● **SET PROBLEM**
Quote all of the rows below verbatim, keeping every line unchanged from the first row to the last.

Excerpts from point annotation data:
__________

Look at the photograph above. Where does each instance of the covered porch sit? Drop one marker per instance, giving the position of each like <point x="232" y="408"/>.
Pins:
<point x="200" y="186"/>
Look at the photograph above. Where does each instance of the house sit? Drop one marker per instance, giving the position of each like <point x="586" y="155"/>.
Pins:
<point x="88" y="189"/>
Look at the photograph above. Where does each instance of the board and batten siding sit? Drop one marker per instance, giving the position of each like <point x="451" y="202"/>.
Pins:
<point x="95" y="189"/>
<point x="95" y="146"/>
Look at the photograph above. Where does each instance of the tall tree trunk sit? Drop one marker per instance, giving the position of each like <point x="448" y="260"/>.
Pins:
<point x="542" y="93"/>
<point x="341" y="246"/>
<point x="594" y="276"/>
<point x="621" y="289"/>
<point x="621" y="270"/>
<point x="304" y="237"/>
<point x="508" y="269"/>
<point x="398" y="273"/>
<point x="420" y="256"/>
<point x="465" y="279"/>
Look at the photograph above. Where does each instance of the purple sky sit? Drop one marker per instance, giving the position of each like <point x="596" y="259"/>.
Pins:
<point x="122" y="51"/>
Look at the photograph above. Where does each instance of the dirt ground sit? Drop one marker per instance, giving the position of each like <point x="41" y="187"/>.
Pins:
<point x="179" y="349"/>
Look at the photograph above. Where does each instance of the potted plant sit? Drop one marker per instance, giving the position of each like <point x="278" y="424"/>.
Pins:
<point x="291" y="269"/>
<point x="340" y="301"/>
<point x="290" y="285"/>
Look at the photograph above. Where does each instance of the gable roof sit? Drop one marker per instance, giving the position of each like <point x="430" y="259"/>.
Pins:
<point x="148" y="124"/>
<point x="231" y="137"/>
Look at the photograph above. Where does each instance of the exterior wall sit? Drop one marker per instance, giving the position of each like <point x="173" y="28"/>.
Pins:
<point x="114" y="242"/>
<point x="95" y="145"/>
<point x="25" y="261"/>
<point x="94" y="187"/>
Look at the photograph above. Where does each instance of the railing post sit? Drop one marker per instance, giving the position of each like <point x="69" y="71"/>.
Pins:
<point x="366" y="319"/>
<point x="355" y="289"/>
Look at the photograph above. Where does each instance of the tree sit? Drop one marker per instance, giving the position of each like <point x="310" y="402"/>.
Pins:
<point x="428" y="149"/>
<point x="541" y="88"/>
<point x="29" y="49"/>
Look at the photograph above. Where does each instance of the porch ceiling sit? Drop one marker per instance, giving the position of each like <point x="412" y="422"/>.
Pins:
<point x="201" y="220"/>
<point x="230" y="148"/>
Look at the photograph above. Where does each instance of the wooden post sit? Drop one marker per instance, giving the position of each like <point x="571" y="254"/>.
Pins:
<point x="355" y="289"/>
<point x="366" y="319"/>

__________

● **WRITTEN RESPONSE**
Look at the photograph above. Where does each instance of the covered porch sit? Drop one marker per instance, giving the position of each like <point x="232" y="408"/>.
Pins:
<point x="200" y="186"/>
Look at the photograph above. Where does each instance of the house sit? Drop one marker per instance, giving the position of each like <point x="586" y="155"/>.
Pins:
<point x="88" y="189"/>
Look at the photograph above. Where does each instance of the board and batten siding sit? Drop one marker per instance, giving the position of each like <point x="451" y="202"/>.
Pins:
<point x="95" y="189"/>
<point x="95" y="146"/>
Look at the photograph above. Where does each instance of the tall tree trunk sit? Drop one marker per instance, giving the position of each like <point x="448" y="260"/>.
Pins:
<point x="542" y="93"/>
<point x="341" y="246"/>
<point x="594" y="276"/>
<point x="621" y="289"/>
<point x="621" y="270"/>
<point x="304" y="237"/>
<point x="508" y="269"/>
<point x="398" y="273"/>
<point x="420" y="256"/>
<point x="465" y="279"/>
Look at the photograph above. Where does each instance of the purple sky sit? Drop one marker per instance, giving the position of each like <point x="596" y="259"/>.
Pins:
<point x="122" y="51"/>
Look at the photograph above. Where does each instance of the dirt ground sit? Drop one marker per instance, giving the position of each like <point x="41" y="187"/>.
Pins:
<point x="179" y="349"/>
Look at the photograph above. Where does each instance of the potted plant sit? Drop one marker per instance, giving the position of each like <point x="278" y="424"/>.
Pins:
<point x="291" y="269"/>
<point x="340" y="301"/>
<point x="290" y="285"/>
Look at the photograph above. Where does each instance of the gable roof sit? Drop one marker per instance, giving the position of each like <point x="430" y="259"/>.
Pins:
<point x="148" y="124"/>
<point x="231" y="137"/>
Look at the photograph above. Where does each instance of the exterior wall sit? Drop one marker per instance, giving the position of each like <point x="173" y="28"/>.
Pins:
<point x="114" y="242"/>
<point x="95" y="145"/>
<point x="25" y="261"/>
<point x="94" y="187"/>
Look at the photograph above. Where does each instance of the railing post sit? Drop one marker per instance, giving the position of each like <point x="69" y="71"/>.
Pins:
<point x="366" y="319"/>
<point x="355" y="289"/>
Look at the photograph above. Where does each instance of the tree sit? Drop one marker per instance, giving the position of each like <point x="310" y="402"/>.
Pins:
<point x="428" y="149"/>
<point x="541" y="88"/>
<point x="29" y="49"/>
Look at the photograph above. Where does each instance of the porch ceiling sit? Drop one marker per instance, giving the position of each like <point x="412" y="422"/>.
Pins:
<point x="201" y="220"/>
<point x="230" y="148"/>
Look at the photograph above. Where does each instance of the wooden post sit? Drop one marker per instance, giving the position of each like <point x="571" y="254"/>.
Pins:
<point x="355" y="289"/>
<point x="366" y="319"/>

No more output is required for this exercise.